Input data
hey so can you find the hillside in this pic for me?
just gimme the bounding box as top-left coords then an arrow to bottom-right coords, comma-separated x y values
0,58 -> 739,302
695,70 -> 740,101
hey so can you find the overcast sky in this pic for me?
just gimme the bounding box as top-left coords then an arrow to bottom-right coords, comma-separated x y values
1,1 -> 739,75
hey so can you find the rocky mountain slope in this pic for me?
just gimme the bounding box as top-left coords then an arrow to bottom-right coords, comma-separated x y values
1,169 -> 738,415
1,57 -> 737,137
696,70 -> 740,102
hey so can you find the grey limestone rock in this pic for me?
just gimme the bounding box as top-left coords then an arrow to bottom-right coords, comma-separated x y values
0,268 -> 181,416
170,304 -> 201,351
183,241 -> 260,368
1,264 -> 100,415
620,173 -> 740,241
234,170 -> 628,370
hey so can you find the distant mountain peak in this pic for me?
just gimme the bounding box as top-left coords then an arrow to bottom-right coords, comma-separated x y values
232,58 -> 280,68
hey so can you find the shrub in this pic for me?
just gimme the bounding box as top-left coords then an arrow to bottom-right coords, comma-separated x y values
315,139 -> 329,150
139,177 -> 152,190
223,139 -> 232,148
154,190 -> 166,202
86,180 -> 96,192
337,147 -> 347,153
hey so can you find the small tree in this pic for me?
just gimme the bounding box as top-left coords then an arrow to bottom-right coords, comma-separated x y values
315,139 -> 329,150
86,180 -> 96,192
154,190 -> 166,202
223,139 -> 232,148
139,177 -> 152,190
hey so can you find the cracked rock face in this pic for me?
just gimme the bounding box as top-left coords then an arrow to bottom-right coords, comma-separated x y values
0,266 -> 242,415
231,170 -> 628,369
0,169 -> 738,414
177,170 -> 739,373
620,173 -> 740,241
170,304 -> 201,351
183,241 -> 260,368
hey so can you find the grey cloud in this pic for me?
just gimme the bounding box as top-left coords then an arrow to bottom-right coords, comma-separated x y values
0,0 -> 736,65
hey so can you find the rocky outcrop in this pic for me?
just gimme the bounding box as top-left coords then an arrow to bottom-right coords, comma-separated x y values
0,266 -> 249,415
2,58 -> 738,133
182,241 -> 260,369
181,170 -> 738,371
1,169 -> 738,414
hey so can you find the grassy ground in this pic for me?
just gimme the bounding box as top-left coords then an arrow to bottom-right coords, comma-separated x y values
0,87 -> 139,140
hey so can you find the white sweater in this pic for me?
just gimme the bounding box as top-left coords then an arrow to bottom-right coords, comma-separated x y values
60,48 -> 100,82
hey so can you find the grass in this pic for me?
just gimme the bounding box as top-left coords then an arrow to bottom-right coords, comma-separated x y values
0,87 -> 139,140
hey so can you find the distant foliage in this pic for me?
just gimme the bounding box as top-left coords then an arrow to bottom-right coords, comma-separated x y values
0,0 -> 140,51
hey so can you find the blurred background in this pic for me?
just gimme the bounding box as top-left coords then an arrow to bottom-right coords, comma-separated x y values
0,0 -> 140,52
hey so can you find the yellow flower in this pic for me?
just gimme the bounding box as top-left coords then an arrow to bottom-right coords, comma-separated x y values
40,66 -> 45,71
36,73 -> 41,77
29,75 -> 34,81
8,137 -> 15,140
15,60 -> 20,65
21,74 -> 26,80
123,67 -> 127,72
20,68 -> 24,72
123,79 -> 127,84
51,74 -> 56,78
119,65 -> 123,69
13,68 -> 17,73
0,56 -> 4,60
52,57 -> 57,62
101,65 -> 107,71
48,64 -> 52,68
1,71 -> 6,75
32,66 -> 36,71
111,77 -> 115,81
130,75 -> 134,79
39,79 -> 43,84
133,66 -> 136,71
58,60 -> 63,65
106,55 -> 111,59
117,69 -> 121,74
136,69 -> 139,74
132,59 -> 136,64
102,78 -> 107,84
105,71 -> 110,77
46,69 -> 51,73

Instructions for the task
The entries above hold a line with "hey so can you find the distant mountain" and a later line with "hey so can you find the small". Write out exactly those lines and all lines between, nothing more.

Finished exercise
hey so can you find the distant mountain peak in this pic for me?
just gimme the bounding box as top-left coords then an arrow to bottom-right coords, comma-separated x y values
232,58 -> 280,68
hey so can you find the shrub in this pic for me?
just gimme the bounding box as top-left coords then an arrow to bottom-right coords, comma-separated x y values
315,139 -> 329,150
139,177 -> 152,190
223,139 -> 232,148
154,190 -> 166,202
86,180 -> 96,192
337,147 -> 347,153
hey so can you find the small tree in this pic for me?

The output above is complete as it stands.